(TEXT EXCERPT):
Postcards of The Taming of the Shrew:

Productions of The Taming of the Shrew:

Between 1893 and 1914, The Taming of the Shrew was produced fourteen times in the Shakespeare Memorial Theatre, Stratford. Between 1893 and 1978, it was performed all told forty-four times in Stratford. Between 1890 and 1914, the play was produced fourteen times in London and between 1904 and 1914, eleven times in New York City.

1890 Henry Irving leased the theater and Richard Dorney as acting manager presented six performances of The Taming of the Shrew at London’s Lyceum Theatre (July 8 through July 14). The players were John Drew as Petruchio, Ada Rehan as Katherine, Charles Fisher as Baptista, Charles Wheatleigh as Christopher Sly, and Edith Crane as Bianca (Wearing, I: 52).

(SHORT TASK A): In the entries, swap "brussels sprout plant" for "sprout stalk" and write out again the lines between the one holding "Indicate the brussels" and the end of the entries, inclusive, with nothing else changed. Leave the pictures out of your answer.

(PROVIDED DATA):

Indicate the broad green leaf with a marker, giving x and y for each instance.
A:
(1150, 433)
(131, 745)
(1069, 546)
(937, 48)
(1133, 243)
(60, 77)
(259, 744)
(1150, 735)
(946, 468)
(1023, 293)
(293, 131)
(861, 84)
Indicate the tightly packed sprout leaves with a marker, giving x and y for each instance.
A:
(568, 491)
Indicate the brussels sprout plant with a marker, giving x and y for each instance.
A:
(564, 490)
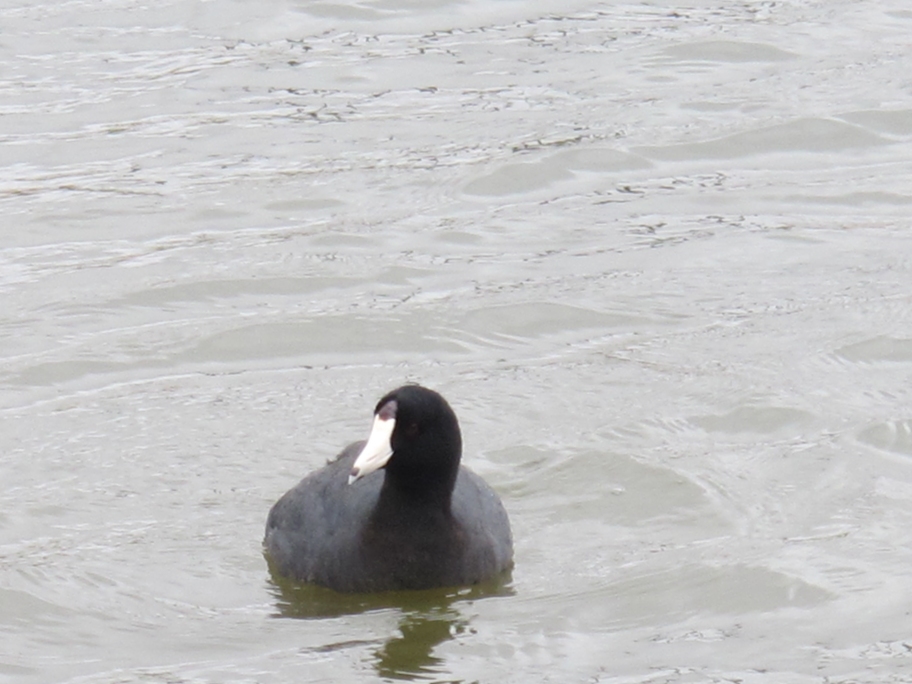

(SHORT TASK B):
Answer these questions from the text on productions of The Taming of the Shrew:
(i) How many times was the play performed in Stratford between 1893 and 1978?
(ii) Who played Katherine at London's Lyceum Theatre in 1890?
(iii) How many times was the play produced in New York City between 1904 and 1914?

(EXPECTED OUTPUT A):
Indicate the sprout stalk with a marker, giving x and y for each instance.
A:
(564, 490)

(EXPECTED OUTPUT B):
(i) Forty-four times.
(ii) Ada Rehan.
(iii) Eleven times.